**DATASET CONTENT**

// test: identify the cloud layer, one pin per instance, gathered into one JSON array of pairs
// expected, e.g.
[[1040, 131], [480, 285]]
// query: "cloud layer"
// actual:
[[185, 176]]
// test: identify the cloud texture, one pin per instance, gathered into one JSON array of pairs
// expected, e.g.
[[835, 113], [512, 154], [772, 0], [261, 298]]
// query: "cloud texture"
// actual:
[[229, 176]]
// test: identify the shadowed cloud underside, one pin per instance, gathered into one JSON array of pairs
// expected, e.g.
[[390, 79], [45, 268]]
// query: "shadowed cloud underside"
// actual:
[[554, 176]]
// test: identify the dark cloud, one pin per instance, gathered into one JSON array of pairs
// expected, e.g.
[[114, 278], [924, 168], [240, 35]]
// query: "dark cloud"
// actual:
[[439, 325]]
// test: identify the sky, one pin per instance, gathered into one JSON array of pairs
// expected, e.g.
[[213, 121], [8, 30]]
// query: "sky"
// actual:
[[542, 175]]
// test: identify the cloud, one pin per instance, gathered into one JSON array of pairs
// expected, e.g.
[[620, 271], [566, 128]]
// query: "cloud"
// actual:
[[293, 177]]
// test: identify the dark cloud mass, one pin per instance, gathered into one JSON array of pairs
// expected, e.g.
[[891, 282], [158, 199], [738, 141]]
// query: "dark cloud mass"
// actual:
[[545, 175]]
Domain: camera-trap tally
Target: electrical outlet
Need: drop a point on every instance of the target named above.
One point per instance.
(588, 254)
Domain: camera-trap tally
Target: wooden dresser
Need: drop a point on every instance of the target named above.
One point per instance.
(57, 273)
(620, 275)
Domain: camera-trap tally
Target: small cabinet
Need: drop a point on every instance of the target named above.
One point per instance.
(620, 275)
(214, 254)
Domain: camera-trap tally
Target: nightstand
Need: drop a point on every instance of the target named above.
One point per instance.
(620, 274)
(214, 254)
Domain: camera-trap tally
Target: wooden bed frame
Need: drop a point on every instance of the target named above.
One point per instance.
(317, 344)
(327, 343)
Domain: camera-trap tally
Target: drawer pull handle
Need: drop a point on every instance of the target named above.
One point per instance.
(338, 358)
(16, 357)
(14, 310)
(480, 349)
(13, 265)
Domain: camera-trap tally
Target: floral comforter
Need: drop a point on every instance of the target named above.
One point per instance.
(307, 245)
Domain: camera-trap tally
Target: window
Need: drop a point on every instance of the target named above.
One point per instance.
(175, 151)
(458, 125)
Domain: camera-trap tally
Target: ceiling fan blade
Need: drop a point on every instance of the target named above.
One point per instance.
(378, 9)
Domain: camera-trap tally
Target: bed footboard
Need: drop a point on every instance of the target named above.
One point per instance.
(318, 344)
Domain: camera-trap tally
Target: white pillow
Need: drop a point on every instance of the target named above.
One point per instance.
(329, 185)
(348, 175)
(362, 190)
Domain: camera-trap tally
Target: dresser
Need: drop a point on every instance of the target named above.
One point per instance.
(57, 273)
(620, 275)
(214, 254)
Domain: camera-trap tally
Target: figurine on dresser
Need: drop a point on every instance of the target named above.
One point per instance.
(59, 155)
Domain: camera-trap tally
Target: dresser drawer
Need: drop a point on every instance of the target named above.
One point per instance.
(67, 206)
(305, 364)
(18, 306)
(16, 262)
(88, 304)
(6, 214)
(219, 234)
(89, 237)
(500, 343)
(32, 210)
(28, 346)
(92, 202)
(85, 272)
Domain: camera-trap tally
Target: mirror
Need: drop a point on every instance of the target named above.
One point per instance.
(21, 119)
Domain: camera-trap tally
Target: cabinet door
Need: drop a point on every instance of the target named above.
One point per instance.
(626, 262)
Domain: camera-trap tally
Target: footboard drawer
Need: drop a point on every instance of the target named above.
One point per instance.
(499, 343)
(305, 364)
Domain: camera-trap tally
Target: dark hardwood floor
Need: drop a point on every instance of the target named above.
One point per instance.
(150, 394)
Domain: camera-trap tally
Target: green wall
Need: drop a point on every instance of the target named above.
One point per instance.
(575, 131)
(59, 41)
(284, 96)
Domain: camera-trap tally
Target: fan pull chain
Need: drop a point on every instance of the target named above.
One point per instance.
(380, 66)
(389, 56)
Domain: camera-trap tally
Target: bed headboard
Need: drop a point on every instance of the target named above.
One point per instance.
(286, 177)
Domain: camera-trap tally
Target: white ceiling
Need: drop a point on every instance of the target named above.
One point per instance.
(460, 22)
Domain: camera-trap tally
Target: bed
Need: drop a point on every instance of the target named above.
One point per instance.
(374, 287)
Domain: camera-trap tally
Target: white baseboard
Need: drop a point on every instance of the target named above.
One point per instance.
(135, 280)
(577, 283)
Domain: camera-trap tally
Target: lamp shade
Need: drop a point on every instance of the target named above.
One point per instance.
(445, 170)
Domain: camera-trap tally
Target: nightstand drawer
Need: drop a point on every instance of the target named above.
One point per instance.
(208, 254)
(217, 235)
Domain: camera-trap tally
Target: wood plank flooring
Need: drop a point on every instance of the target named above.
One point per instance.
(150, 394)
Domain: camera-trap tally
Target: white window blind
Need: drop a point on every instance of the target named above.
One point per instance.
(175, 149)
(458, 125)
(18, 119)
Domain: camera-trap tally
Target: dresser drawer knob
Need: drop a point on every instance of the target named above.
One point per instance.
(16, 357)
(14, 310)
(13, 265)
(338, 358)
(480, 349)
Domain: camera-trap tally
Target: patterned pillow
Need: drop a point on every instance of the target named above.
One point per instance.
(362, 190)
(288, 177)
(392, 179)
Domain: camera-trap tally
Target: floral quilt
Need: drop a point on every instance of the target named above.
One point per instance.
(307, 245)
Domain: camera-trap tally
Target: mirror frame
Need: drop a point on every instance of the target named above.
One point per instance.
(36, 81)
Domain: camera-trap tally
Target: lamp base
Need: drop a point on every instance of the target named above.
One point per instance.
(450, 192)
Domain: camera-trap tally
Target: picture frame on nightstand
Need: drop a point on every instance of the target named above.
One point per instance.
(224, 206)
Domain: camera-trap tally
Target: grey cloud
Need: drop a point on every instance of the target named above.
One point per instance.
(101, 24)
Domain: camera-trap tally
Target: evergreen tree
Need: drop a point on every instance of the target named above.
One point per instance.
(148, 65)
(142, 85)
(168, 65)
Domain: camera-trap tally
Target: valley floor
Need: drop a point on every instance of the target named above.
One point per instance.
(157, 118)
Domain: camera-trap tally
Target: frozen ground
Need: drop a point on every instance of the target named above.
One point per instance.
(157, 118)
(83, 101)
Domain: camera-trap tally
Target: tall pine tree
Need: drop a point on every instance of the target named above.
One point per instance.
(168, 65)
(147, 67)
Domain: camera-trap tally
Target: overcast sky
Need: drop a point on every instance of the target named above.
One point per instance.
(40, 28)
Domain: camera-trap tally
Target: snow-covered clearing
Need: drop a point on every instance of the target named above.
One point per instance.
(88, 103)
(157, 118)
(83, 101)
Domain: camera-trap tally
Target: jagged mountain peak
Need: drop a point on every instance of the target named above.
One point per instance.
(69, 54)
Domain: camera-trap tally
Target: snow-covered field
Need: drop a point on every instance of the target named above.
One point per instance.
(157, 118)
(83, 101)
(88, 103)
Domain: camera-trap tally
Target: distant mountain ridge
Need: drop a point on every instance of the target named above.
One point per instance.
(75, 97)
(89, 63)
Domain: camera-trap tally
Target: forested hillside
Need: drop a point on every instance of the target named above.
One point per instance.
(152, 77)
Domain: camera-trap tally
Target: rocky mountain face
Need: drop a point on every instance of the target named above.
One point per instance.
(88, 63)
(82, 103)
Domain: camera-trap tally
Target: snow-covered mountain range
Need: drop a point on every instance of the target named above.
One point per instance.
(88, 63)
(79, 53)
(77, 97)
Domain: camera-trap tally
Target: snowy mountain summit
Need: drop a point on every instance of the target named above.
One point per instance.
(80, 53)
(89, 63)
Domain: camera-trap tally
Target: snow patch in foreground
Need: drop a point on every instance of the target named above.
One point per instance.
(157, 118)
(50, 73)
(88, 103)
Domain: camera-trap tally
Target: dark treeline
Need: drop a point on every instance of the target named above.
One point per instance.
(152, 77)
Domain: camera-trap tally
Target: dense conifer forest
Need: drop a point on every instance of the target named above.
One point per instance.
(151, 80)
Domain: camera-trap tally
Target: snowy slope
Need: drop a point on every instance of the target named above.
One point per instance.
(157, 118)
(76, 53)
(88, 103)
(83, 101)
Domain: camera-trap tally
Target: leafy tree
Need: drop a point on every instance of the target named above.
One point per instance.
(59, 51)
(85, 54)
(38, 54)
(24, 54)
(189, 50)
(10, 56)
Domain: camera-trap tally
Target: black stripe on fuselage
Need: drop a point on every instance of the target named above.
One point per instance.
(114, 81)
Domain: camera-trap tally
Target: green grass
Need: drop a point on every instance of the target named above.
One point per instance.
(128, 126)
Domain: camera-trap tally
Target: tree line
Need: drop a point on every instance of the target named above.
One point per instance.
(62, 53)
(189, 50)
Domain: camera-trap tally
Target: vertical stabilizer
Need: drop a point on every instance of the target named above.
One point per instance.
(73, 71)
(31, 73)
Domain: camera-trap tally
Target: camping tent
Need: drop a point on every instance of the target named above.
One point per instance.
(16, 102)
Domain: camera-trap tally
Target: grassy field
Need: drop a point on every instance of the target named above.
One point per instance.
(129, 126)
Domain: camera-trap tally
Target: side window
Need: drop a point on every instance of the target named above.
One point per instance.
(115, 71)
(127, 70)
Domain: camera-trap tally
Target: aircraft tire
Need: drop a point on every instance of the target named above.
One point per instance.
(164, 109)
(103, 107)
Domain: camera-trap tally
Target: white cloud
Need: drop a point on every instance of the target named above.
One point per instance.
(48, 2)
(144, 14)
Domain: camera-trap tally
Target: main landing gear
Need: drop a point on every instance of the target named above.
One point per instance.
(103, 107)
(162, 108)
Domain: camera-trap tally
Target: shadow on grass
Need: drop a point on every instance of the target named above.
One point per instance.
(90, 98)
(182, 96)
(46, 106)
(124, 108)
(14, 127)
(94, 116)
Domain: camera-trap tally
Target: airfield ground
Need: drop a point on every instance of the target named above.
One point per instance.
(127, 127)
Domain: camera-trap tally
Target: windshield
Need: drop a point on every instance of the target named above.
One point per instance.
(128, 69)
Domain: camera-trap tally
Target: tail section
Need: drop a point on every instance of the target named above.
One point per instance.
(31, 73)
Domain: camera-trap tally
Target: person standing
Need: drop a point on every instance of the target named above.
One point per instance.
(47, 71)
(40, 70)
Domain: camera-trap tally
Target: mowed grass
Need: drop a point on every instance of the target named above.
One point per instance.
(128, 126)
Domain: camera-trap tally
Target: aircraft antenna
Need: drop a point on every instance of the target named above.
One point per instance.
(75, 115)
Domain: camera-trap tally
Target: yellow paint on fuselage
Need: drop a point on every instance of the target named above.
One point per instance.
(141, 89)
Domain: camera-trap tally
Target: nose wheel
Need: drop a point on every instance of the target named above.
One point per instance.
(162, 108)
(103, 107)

**THE REQUEST**
Copy the listing word for word, from its first line through the line containing "[[542, 175]]", including both of those lines.

**EXPECTED OUTPUT**
// test: identify the cloud layer, one pin per instance, gathered into one JSON array of pairs
// expected, e.g.
[[1040, 131], [480, 285]]
// query: "cloud layer"
// actual:
[[185, 176]]
// test: identify the cloud texture, one pin per instance, gathered into one JSON array of pairs
// expected, e.g.
[[835, 113], [512, 154], [772, 0], [261, 298]]
// query: "cloud texture"
// actual:
[[229, 176]]
// test: identify the shadowed cloud underside, one pin per instance, gathered into one JSON array of pairs
// expected, e.g.
[[390, 79], [45, 268]]
// query: "shadowed cloud underside"
// actual:
[[554, 176]]
// test: identify the dark cloud, one pin per instance, gathered into one JSON array of pairs
// expected, e.g.
[[114, 278], [924, 168], [240, 35]]
// query: "dark cloud"
// actual:
[[439, 325]]
// test: identify the sky, one pin per instance, gathered into one JSON array of pairs
// expected, e.g.
[[213, 121], [8, 30]]
// query: "sky"
// actual:
[[542, 175]]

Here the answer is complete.